**What the task asks**
In the text on GlaxoSmithKline's purchase of Sirtris Pharmaceuticals, what premium did the cash deal represent on Sirtris's stock price?

**Text provided**
==========
GlaxoSmithKline has once again hit the acquisition trail and snapped up Sirtris Pharmaceuticals of the USA for $720 million, or $22.50 per share, a cash deal that represents a massive 84% premium on the latter’s stock price last night.

Sirtris specialises in sirtuins, a recently discovered class of enzymes that control the aging process, and has been developing SIRT1 activitators for the treatment of type 2 diabetes. Moncef Slaoui, chairman of GSK’s R&D efforts, said that "modulation of this family of enzymes is a potentially transformative science that could address diseases associated with metabolism and ageing such as diabetes, muscle wasting, and neurodegeneration”.

He claimed that the acquisition continues GSK’s strategy of “pursuing the best new science, externally or internally” to bring new medicines and value to the GSK pipeline. Dr Slaoui also stressed that the firm intends to retain all of Sirtris’ employees “and continue the entrepreneurial and innovative culture they created”.
==========
**Supplied material**
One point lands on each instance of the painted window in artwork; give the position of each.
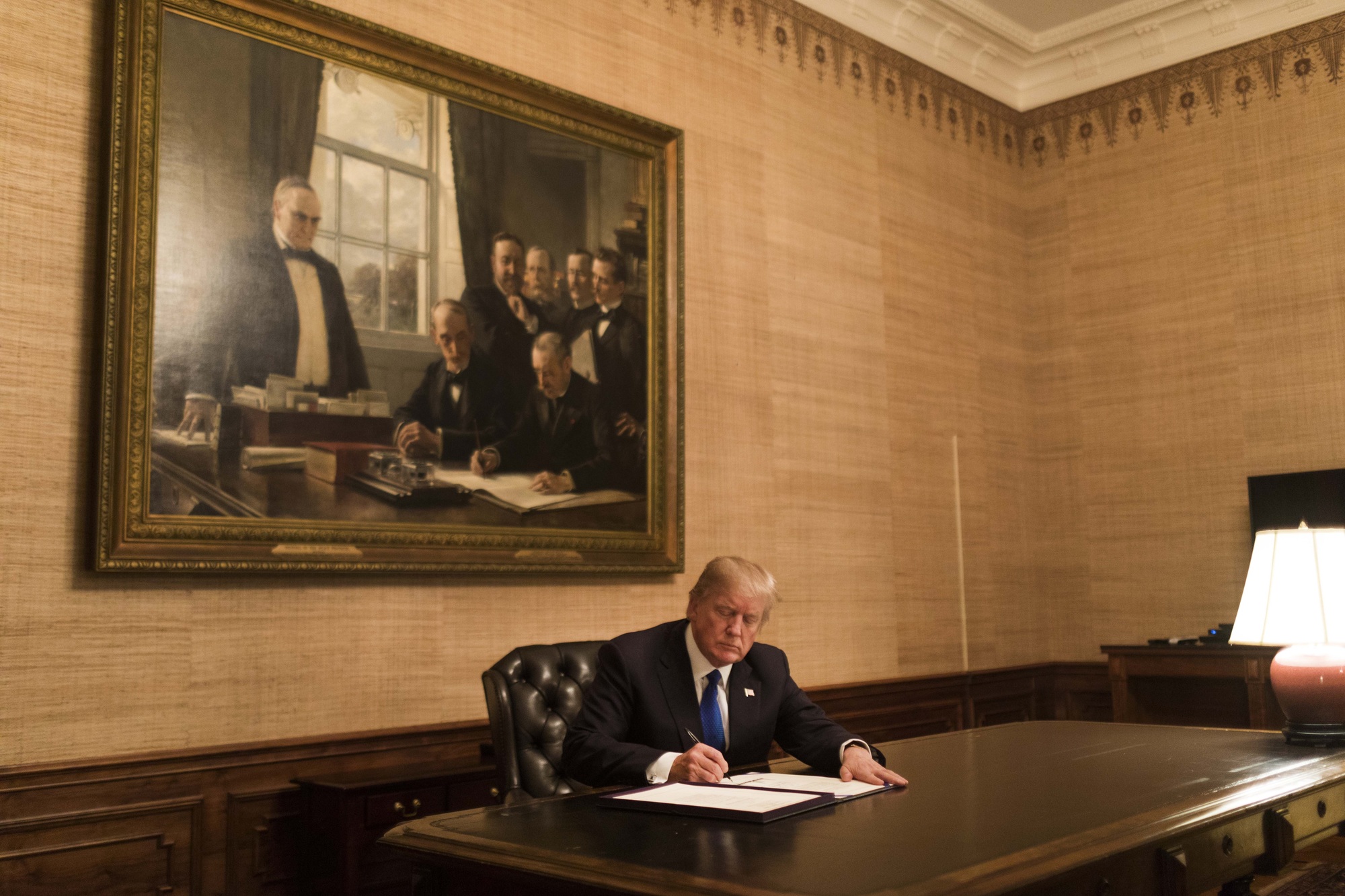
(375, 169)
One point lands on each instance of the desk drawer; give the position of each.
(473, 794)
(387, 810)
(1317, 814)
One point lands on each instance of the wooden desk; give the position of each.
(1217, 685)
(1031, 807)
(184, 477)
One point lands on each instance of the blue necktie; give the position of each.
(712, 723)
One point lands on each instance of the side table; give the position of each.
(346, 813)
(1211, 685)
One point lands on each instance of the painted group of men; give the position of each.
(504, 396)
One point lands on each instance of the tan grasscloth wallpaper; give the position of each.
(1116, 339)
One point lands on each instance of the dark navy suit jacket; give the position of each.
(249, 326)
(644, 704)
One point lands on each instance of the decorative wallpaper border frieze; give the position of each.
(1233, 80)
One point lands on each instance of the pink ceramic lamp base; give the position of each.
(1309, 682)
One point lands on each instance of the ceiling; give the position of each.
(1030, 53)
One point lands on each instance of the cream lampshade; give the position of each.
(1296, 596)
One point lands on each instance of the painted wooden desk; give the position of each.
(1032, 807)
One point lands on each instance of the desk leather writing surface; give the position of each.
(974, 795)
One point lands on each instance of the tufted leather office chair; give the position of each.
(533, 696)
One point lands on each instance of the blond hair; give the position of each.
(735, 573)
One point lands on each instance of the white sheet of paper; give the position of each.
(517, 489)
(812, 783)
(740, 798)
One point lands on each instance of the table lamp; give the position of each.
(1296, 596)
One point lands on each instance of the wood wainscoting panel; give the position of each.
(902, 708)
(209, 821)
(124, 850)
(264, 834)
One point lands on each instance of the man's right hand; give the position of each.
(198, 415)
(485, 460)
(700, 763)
==========
**Response box**
An 84% premium on the previous night's stock price.